_TASKS FOR THIS EXERCISE_
1 – Summarize the aquaculture article in two sentences.
2 – Repeat the passage of the aquaculture article that begins at the words "This call was" and stops after the words "Commission Conference room.".
*** Opening of DOCUMENT EXCERPT ***
Stakeholders in the aquaculture subsector have called on the Fisheries Commission (FC) and the Ghana Standards Authority (GSA) to develop a Residue Monitoring Plan as part of measures to guarantee safe and high quality fish for consumers in line with international standards and export requirements.
This call was contained in a position paper presented by the Development Action Association (DAA) to the Fisheries Commission on December 19, 2022 at the Fisheries Commission Conference room.
Presenting the position paper, Joseph Wise Seyram Klu, an agribusiness consultant, said the residues in farmed fish are not tested at the moment in view of the absence of a residue monitoring plan for farmed fish.
This phenomenon has led to difficulties in ascertaining the quality of fish produced in aquaculture systems in accordance with the requisite food safety standards.
“A Residue Monitoring Plan is key to the requirement for farmed fish export into the EU market, and the absence of it is a barrier to entry for farmers who wish to export,” Mr Klu indicated.
The position paper also conveyed stakeholders’ call for the government, through the Ministry of Fisheries and Aquaculture Development and the Fisheries Commission to resource the Veterinary Services Directorate (VSD)’s National Food Safety Laboratory or the GSA’s Food Laboratory with a Liquid Chromatography – Mass Spectrometry (LC-MS) machine and its accessories to enable the testing of residues in farmed fish.
Francis De Heer, the Organizer of the National Aquaculture Association reiterated how critical it has become for the FC to operationalize an aquaculture biosecurity plan to help in managing bio-certification of fish farms and regulate aquaculture practices.
This according to him will require an urgent institution of farmer and consumer-oriented programs to promote aquaculture, safeguard sustainable water resource management and food safety.
“It will also ensure the protection of wild species and promote healthy, productive, and resilient water-use ecosystems”, he stressed.
Mr. De Heer stated that, it has become very necessary for the Fisheries Commission to develop and establish a national aquaculture bio-certification program along with biosecurity self-assessment checklists for farmers and fisheries staff.
“The institution and implementation of a fish farm bio-certification program will minimize production losses and reduce the risks of pests and diseases affecting farmed fish and the environment as well as reduce the risk of losing market access for Ghana’s farmed fish,” he added.
*** Close of DOCUMENT EXCERPT ***
*** Opening of EXCERPTED DATA ***
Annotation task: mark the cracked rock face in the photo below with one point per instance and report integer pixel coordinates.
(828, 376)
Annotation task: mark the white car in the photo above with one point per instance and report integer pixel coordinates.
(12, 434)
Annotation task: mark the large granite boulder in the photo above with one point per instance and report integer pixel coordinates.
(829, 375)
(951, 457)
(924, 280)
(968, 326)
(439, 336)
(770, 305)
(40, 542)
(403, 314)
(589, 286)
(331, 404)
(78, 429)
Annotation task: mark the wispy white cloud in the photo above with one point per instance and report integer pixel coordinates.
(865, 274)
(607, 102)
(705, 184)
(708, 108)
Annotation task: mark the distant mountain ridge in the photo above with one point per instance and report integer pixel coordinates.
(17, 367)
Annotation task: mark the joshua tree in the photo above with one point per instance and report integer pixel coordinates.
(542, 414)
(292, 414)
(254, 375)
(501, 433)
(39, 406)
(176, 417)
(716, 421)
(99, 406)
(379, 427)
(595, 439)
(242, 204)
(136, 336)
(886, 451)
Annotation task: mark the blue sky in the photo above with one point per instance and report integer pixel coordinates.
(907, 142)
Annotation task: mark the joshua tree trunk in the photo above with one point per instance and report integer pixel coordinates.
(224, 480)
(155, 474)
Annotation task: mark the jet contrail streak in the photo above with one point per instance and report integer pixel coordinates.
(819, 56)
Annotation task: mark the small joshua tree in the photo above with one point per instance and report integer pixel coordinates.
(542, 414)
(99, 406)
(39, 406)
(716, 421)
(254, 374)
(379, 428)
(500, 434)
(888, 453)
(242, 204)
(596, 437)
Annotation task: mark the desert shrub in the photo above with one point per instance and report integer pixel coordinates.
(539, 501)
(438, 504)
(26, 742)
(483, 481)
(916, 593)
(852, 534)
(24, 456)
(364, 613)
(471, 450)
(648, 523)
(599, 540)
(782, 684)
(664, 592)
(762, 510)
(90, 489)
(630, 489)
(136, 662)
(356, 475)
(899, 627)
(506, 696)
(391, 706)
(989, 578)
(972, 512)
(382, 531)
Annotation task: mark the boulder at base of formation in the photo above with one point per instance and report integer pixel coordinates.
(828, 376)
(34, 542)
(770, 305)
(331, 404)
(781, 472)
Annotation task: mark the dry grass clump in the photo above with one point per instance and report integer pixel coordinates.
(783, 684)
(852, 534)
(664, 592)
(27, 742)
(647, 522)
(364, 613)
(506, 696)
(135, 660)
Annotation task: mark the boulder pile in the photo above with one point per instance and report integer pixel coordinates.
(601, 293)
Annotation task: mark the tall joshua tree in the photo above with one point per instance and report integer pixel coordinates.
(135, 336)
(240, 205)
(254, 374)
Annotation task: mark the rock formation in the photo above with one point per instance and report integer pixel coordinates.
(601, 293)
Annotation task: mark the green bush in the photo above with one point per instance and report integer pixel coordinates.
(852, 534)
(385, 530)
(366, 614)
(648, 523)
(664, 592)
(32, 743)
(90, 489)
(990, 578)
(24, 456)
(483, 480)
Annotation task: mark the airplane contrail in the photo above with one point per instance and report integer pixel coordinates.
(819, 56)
*** Close of EXCERPTED DATA ***
_ANSWERS FOR THIS EXERCISE_
1 – In a position paper presented by the Development Action Association to the Fisheries Commission on December 19, 2022, aquaculture stakeholders called on the Fisheries Commission and the Ghana Standards Authority to develop a Residue Monitoring Plan, because residues in farmed fish are not tested at the moment and the absence of a plan is a barrier to exporting into the EU market. The stakeholders also asked the government to equip a food laboratory with an LC-MS machine for residue testing, and Francis De Heer of the National Aquaculture Association urged the Fisheries Commission to operationalize a biosecurity plan and establish a national bio-certification program for fish farms.

2 –
This call was contained in a position paper presented by the Development Action Association (DAA) to the Fisheries Commission on December 19, 2022 at the Fisheries Commission Conference room.